:: Aim of the task ::
Examine the records and identify each line that includes the string "pine". Copy those lines.

++++ Excerpted data ++++

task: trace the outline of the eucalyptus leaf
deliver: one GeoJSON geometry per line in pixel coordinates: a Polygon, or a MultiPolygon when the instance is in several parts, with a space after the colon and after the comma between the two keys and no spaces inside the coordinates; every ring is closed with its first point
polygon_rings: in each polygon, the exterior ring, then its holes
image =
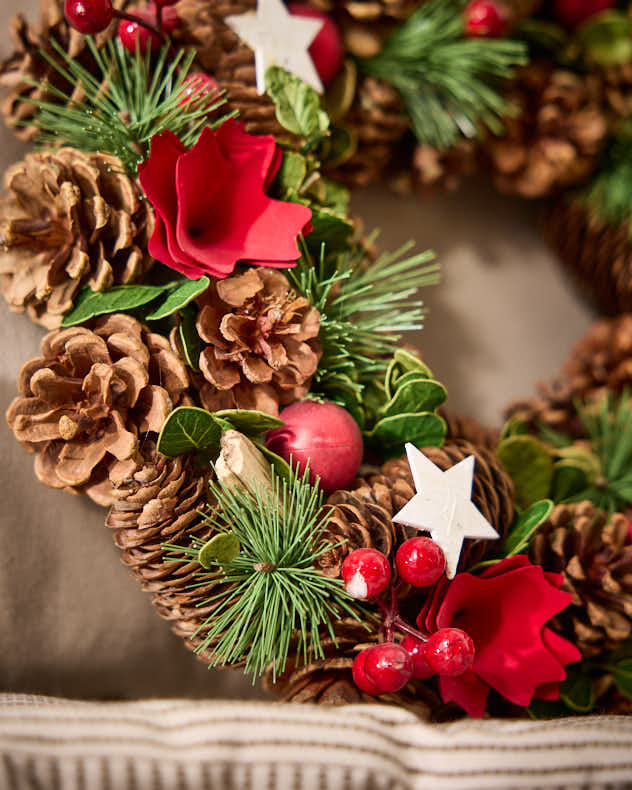
{"type": "Polygon", "coordinates": [[[221,437],[221,426],[210,412],[195,406],[180,406],[162,426],[158,451],[171,458],[197,452],[217,457],[221,437]]]}
{"type": "Polygon", "coordinates": [[[62,327],[83,324],[91,318],[109,313],[125,313],[153,302],[172,287],[167,285],[117,285],[107,291],[93,291],[86,285],[75,299],[72,310],[63,318],[62,327]]]}
{"type": "Polygon", "coordinates": [[[566,680],[560,683],[560,699],[575,713],[590,713],[595,707],[591,678],[578,669],[567,669],[566,680]]]}
{"type": "Polygon", "coordinates": [[[510,417],[500,429],[500,440],[509,436],[524,436],[529,433],[529,428],[519,417],[510,417]]]}
{"type": "Polygon", "coordinates": [[[285,193],[298,192],[307,176],[307,161],[296,151],[285,151],[277,181],[285,193]]]}
{"type": "Polygon", "coordinates": [[[551,497],[555,502],[563,502],[583,491],[587,485],[586,472],[572,461],[557,461],[555,463],[551,485],[551,497]]]}
{"type": "Polygon", "coordinates": [[[329,119],[316,91],[279,66],[266,70],[266,91],[284,129],[309,142],[327,131],[329,119]]]}
{"type": "Polygon", "coordinates": [[[513,557],[524,551],[540,524],[546,521],[552,510],[553,502],[550,499],[543,499],[523,510],[500,547],[502,556],[513,557]]]}
{"type": "Polygon", "coordinates": [[[612,677],[621,694],[628,699],[632,699],[632,658],[619,661],[612,677]]]}
{"type": "Polygon", "coordinates": [[[527,508],[546,499],[553,481],[553,458],[547,448],[532,436],[508,436],[496,455],[514,482],[516,502],[527,508]]]}
{"type": "Polygon", "coordinates": [[[167,298],[153,313],[145,316],[146,320],[158,321],[177,313],[178,310],[182,310],[189,302],[203,294],[210,284],[211,281],[206,275],[200,277],[199,280],[183,280],[168,293],[167,298]]]}
{"type": "Polygon", "coordinates": [[[187,305],[180,311],[180,325],[178,327],[184,357],[188,366],[195,371],[200,369],[199,359],[202,353],[202,338],[195,325],[197,314],[198,311],[194,305],[187,305]]]}
{"type": "Polygon", "coordinates": [[[329,251],[332,248],[343,247],[353,233],[353,222],[331,209],[314,206],[311,208],[312,230],[305,237],[307,244],[318,248],[326,244],[329,251]]]}
{"type": "Polygon", "coordinates": [[[208,540],[198,552],[198,562],[206,570],[215,565],[230,565],[237,559],[241,551],[241,544],[232,532],[221,532],[208,540]]]}
{"type": "Polygon", "coordinates": [[[406,442],[416,447],[440,447],[446,434],[444,420],[428,412],[420,414],[397,414],[379,420],[369,432],[368,439],[379,446],[384,455],[399,455],[406,442]]]}
{"type": "Polygon", "coordinates": [[[277,477],[290,484],[294,478],[294,475],[292,474],[292,467],[288,464],[285,458],[281,458],[280,455],[273,453],[272,450],[268,450],[263,442],[253,442],[253,444],[258,450],[261,451],[266,461],[269,462],[270,466],[272,466],[277,477]]]}
{"type": "MultiPolygon", "coordinates": [[[[419,357],[403,348],[398,348],[393,354],[386,370],[385,385],[386,396],[390,400],[395,394],[395,385],[407,374],[416,374],[426,379],[434,379],[430,368],[419,357]]],[[[402,381],[403,383],[403,381],[402,381]]]]}
{"type": "Polygon", "coordinates": [[[568,716],[568,708],[562,700],[537,699],[531,700],[527,708],[531,719],[563,719],[568,716]]]}
{"type": "Polygon", "coordinates": [[[278,417],[254,409],[222,409],[213,412],[213,417],[226,420],[236,431],[249,437],[259,436],[283,425],[283,420],[278,417]]]}
{"type": "MultiPolygon", "coordinates": [[[[406,376],[411,375],[406,374],[406,376]]],[[[385,417],[391,417],[396,414],[434,411],[445,401],[447,396],[446,388],[438,381],[408,378],[403,384],[397,382],[396,392],[383,407],[382,414],[385,417]]]]}

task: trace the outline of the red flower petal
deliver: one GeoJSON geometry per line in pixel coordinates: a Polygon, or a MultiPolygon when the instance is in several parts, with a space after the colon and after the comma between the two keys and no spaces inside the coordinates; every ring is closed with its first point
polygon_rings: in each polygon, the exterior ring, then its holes
{"type": "Polygon", "coordinates": [[[489,686],[471,669],[456,678],[440,677],[439,691],[444,702],[456,702],[474,719],[482,719],[487,707],[489,686]]]}

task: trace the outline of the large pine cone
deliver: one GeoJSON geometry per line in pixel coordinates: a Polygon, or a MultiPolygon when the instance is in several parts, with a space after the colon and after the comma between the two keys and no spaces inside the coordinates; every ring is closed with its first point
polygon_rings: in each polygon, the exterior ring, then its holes
{"type": "Polygon", "coordinates": [[[54,329],[78,290],[142,279],[153,210],[113,156],[61,148],[7,170],[0,287],[9,307],[54,329]]]}
{"type": "Polygon", "coordinates": [[[582,201],[562,197],[545,217],[549,244],[605,313],[632,310],[629,222],[607,223],[582,201]]]}
{"type": "Polygon", "coordinates": [[[543,197],[590,174],[607,133],[599,80],[533,63],[506,98],[518,113],[484,144],[499,189],[543,197]]]}
{"type": "Polygon", "coordinates": [[[632,545],[623,513],[590,502],[558,505],[538,528],[531,559],[564,575],[573,603],[557,620],[590,658],[617,647],[632,630],[632,545]]]}
{"type": "Polygon", "coordinates": [[[632,315],[594,323],[577,342],[562,374],[541,383],[535,398],[515,401],[507,417],[530,428],[539,424],[572,436],[583,435],[576,401],[595,401],[606,391],[621,392],[632,385],[632,315]]]}
{"type": "Polygon", "coordinates": [[[197,329],[202,403],[217,409],[279,406],[309,392],[320,346],[320,314],[281,272],[249,269],[211,284],[200,299],[197,329]]]}
{"type": "Polygon", "coordinates": [[[140,447],[185,398],[187,371],[166,338],[114,314],[48,334],[20,371],[7,422],[46,485],[112,504],[140,447]]]}
{"type": "MultiPolygon", "coordinates": [[[[41,19],[38,26],[29,25],[21,14],[13,19],[11,34],[15,50],[0,63],[0,86],[9,90],[2,103],[2,112],[7,124],[15,128],[17,135],[24,139],[30,139],[37,134],[37,128],[31,123],[37,108],[31,102],[59,101],[57,96],[47,91],[48,84],[73,99],[81,91],[80,86],[67,82],[42,57],[40,50],[59,61],[59,55],[51,47],[51,41],[55,40],[71,58],[75,58],[94,75],[99,74],[94,58],[86,47],[85,36],[73,30],[66,22],[64,0],[41,0],[40,5],[41,19]]],[[[123,9],[129,5],[129,0],[113,0],[113,5],[123,9]]],[[[107,30],[95,37],[97,46],[115,34],[116,26],[115,20],[107,30]]]]}

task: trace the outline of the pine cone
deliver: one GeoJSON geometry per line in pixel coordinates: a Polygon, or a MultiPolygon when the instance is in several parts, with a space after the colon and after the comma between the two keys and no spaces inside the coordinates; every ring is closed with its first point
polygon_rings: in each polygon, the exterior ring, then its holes
{"type": "Polygon", "coordinates": [[[632,315],[594,323],[577,342],[562,375],[538,386],[535,398],[515,401],[507,417],[530,428],[546,425],[572,436],[583,435],[575,401],[595,401],[632,385],[632,315]]]}
{"type": "Polygon", "coordinates": [[[484,150],[498,188],[542,197],[583,181],[607,133],[599,81],[533,63],[519,70],[507,94],[518,114],[484,150]]]}
{"type": "Polygon", "coordinates": [[[628,222],[607,224],[582,202],[562,197],[547,211],[545,235],[562,263],[601,310],[632,310],[632,243],[628,222]]]}
{"type": "Polygon", "coordinates": [[[571,606],[556,626],[574,634],[586,658],[616,648],[632,630],[632,545],[623,513],[590,502],[557,505],[531,544],[533,562],[564,575],[571,606]]]}
{"type": "Polygon", "coordinates": [[[446,439],[464,439],[477,447],[484,447],[493,453],[498,447],[500,433],[494,428],[481,425],[472,417],[464,417],[456,412],[439,409],[439,416],[445,420],[447,431],[446,439]]]}
{"type": "Polygon", "coordinates": [[[279,271],[249,269],[212,283],[200,299],[200,396],[205,408],[279,406],[309,391],[320,358],[320,314],[279,271]]]}
{"type": "Polygon", "coordinates": [[[112,156],[61,148],[5,173],[0,287],[9,307],[54,329],[79,289],[142,279],[154,215],[112,156]]]}
{"type": "MultiPolygon", "coordinates": [[[[113,5],[115,8],[124,9],[129,5],[129,0],[113,0],[113,5]]],[[[31,124],[37,108],[31,102],[59,101],[55,94],[47,90],[47,85],[63,91],[66,95],[71,94],[73,99],[81,91],[80,86],[65,80],[42,56],[40,50],[59,61],[59,55],[51,47],[51,41],[54,40],[84,68],[95,75],[100,73],[86,47],[85,36],[73,30],[66,22],[64,0],[41,0],[40,8],[41,19],[37,27],[29,25],[22,14],[14,17],[11,36],[15,50],[0,63],[0,86],[9,90],[2,103],[2,112],[7,124],[23,139],[31,139],[37,134],[37,127],[31,124]]],[[[115,20],[107,30],[95,37],[97,46],[101,46],[114,35],[116,26],[115,20]]]]}
{"type": "Polygon", "coordinates": [[[413,155],[415,183],[420,187],[458,189],[464,178],[476,172],[478,150],[477,141],[465,138],[445,150],[431,145],[418,145],[413,155]]]}
{"type": "Polygon", "coordinates": [[[615,118],[632,114],[632,62],[603,69],[603,92],[606,106],[615,118]]]}
{"type": "Polygon", "coordinates": [[[112,486],[142,462],[139,450],[185,398],[185,366],[166,338],[134,318],[100,318],[93,330],[60,329],[23,365],[7,411],[16,439],[35,453],[46,485],[112,504],[112,486]]]}

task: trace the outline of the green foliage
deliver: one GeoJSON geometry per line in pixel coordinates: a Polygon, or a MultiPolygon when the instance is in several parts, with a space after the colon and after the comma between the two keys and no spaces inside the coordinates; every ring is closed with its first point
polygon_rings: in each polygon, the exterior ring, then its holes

++++

:: Output for this task ::
task: trace the outline of the large pine cone
task: trace the outline of the pine cone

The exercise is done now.